Problem> Where the word "small" occurs in a line of the data, return the whole line.

Saved entries>
* * *

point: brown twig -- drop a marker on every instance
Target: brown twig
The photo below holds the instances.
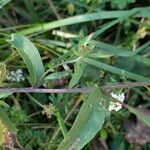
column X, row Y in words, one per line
column 75, row 90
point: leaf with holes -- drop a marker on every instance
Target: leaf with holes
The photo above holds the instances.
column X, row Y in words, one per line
column 88, row 121
column 31, row 57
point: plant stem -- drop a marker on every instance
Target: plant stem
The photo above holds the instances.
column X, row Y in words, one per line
column 75, row 90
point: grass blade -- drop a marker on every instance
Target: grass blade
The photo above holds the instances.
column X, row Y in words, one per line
column 115, row 70
column 141, row 12
column 31, row 57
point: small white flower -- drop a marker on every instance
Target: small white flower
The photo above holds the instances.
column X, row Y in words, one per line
column 115, row 105
column 15, row 76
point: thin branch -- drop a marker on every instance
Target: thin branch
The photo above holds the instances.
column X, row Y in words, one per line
column 75, row 90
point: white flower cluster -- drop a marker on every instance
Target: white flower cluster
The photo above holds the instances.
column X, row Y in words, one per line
column 15, row 76
column 115, row 105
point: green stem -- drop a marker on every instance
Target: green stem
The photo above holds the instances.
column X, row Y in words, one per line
column 61, row 122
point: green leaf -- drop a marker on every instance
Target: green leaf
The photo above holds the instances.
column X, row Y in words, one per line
column 143, row 116
column 1, row 138
column 115, row 70
column 78, row 71
column 88, row 122
column 2, row 103
column 3, row 3
column 6, row 121
column 57, row 75
column 4, row 95
column 31, row 57
column 139, row 12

* * *

Exercise response>
point: small white flower -- drop a marker on every instance
Target: small white flower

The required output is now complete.